== Segment start ==

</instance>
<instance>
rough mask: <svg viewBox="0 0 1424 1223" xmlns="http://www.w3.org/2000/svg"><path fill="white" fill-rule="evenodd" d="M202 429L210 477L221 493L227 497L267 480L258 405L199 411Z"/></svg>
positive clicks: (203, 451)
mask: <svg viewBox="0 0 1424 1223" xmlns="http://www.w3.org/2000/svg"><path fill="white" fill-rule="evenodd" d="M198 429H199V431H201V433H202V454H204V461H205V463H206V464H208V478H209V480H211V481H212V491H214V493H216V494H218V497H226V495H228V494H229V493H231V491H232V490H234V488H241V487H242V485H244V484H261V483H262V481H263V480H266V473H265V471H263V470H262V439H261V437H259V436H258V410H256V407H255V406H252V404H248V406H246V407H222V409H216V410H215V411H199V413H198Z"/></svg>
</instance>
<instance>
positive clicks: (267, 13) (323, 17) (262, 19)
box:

== Segment end ==

Please rewrite all the records above as a numbered list, leaving out any blank lines.

1. </instance>
2. <instance>
3. rough mask: <svg viewBox="0 0 1424 1223" xmlns="http://www.w3.org/2000/svg"><path fill="white" fill-rule="evenodd" d="M202 429L210 477L221 493L227 497L267 480L258 405L199 411Z"/></svg>
4. positive clicks: (203, 451)
5. mask: <svg viewBox="0 0 1424 1223" xmlns="http://www.w3.org/2000/svg"><path fill="white" fill-rule="evenodd" d="M198 429H199V431H201V433H202V454H204V461H205V463H206V464H208V478H209V480H211V481H212V491H214V493H216V494H218V497H226V495H228V494H229V493H231V491H232V490H234V488H241V487H242V485H244V484H261V483H262V481H263V480H266V473H265V471H263V470H262V439H261V437H259V436H258V410H256V407H255V406H252V404H248V406H246V407H222V409H216V410H215V411H199V413H198Z"/></svg>
6. </instance>
7. <instance>
8. positive clicks: (267, 13) (323, 17) (262, 19)
9. box:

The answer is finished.